**What the task asks:**
Please return each line below that contains the word "person", copying it in full. Case counts, so only matches with the same capitalization qualify.
## begin Supplied records
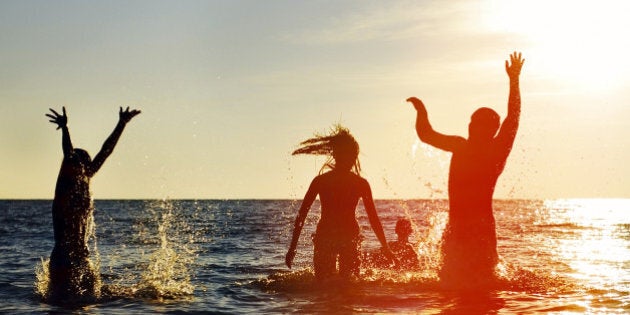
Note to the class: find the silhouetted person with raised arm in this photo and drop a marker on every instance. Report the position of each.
## end Supplied records
## begin Supplied records
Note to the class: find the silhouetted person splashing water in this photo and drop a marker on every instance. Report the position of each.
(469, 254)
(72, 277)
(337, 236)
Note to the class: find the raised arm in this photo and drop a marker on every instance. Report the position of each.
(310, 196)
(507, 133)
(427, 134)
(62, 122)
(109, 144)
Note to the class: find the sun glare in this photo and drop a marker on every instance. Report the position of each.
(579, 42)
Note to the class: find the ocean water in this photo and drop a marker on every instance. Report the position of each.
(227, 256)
## end Supplied records
## begin Supplied records
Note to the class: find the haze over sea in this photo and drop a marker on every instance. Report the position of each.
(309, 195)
## end Supplied records
**The solution:**
Note to the class: find the silhouetted person with raised arm in this photo and drop a marker on every instance. Report the position of each.
Note to the class: find the silhouetted person splashing water in this photo and drop a marker on every instance. Report the position of each.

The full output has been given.